4 Conclusion

With combined prediction of protein-ligand complexes forming the next frontier for deep learning in computational structural biology, we need approaches for independent, comprehensive and blind assessment of prediction methods to better assess the advantages and shortcomings of classical and novel approaches. Two complementary approaches can be employed for this purpose: weekly continuous evaluation of structures released in the PDB, and the creation of a representative, diverse dataset for benchmarking.
In this study, we examined three challenges essential for establishing such systems in an automated and unsupervised manner: determining whether an experimentally solved PLC can be used as ground truth, assessing the interest or difficulty of a PLC for prediction, and automating the scoring of predicted PLC. In the process, we defined quality criteria for PLC pockets, assessed novelty in the PDB over the years, and developed an automated workflow for PLC prediction and assessment using newly developed scoring metrics. Ligand preparation is a known challenge in docking and throughout our research we faced obstacles in automating ligand preparation, in particular with molecule parsing and protonation.
######
[WORK REQUEST A]
Reproduce the part of the conclusion on protein-ligand complex prediction starting at "4 Conclusion" and ending at "dataset for benchmarking.".
[WORK REQUEST B]
Carry on writing the conclusion on protein-ligand complex prediction after its final sentence.
You won't need the material that follows the text.

[MATERIAL SUPPLIED]
######
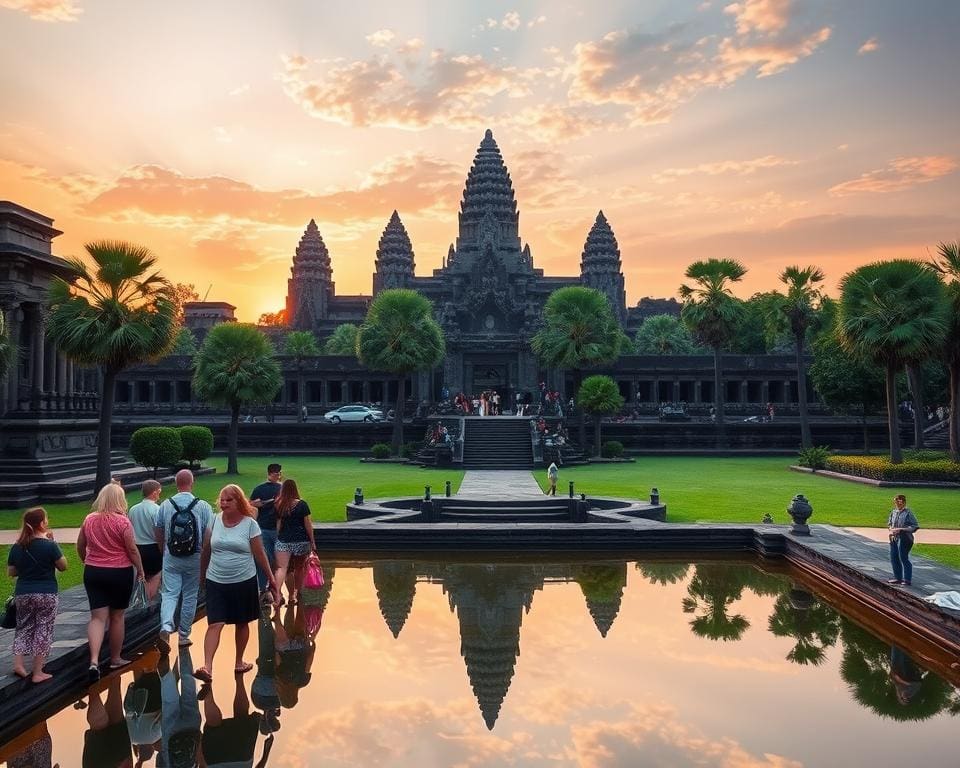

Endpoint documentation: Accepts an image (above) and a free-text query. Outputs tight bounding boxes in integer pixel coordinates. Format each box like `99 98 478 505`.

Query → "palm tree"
633 315 696 355
323 323 359 357
530 286 630 446
771 267 824 448
357 288 446 454
932 240 960 461
47 240 177 491
283 331 320 419
193 323 283 475
577 376 623 459
837 259 950 464
680 259 747 434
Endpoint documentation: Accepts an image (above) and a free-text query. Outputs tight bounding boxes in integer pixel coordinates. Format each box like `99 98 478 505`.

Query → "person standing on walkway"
77 483 143 680
7 507 67 683
887 493 920 587
547 461 560 496
155 469 213 653
193 481 278 683
250 464 283 594
276 480 317 605
127 480 163 600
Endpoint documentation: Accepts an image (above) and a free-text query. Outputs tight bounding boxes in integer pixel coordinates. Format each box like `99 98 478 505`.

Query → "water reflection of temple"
373 562 627 729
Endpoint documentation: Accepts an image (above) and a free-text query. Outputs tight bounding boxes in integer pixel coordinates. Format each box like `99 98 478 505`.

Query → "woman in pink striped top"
77 483 143 682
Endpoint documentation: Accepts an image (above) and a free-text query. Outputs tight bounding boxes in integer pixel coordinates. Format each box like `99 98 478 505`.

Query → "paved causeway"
457 469 543 499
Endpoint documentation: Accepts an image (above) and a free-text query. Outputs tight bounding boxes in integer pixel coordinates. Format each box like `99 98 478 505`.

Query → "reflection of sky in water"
4 562 960 768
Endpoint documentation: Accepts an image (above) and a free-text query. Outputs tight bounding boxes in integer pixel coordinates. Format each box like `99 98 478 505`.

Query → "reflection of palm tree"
373 560 417 638
840 618 960 721
637 563 690 586
575 563 627 637
683 563 750 641
767 590 840 666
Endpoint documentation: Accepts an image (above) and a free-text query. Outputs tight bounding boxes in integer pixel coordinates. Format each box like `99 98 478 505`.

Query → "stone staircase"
463 416 533 469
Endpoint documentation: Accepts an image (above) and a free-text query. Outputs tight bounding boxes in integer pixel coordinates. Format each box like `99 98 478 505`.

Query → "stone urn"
787 493 813 536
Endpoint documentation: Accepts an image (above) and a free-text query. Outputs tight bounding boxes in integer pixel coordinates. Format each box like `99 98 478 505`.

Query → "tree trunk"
887 362 903 464
93 368 118 493
907 363 927 450
227 403 240 475
947 360 960 461
393 376 406 456
796 334 813 448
######
[EXPECTED OUTPUT A]
4 Conclusion

With combined prediction of protein-ligand complexes forming the next frontier for deep learning in computational structural biology, we need approaches for independent, comprehensive and blind assessment of prediction methods to better assess the advantages and shortcomings of classical and novel approaches. Two complementary approaches can be employed for this purpose: weekly continuous evaluation of structures released in the PDB, and the creation of a representative, diverse dataset for benchmarking.

[EXPECTED OUTPUT B]
The PDBBind dataset has been frequently utilized for training deep-learning based docking methods and evaluating their accuracy. Many deep learning methods retained 363 PDBBind PLC as a test set based on their release date after 2019. However, this selection is not ideal for benchmarking, as only half of the structures meet the quality criteria indicating unreliable ground truth, redundancy removal was not performed, and diversity was not considered when choosing the PLC. Consequently, there is a need for a representative dataset that follows the concepts presented in this study.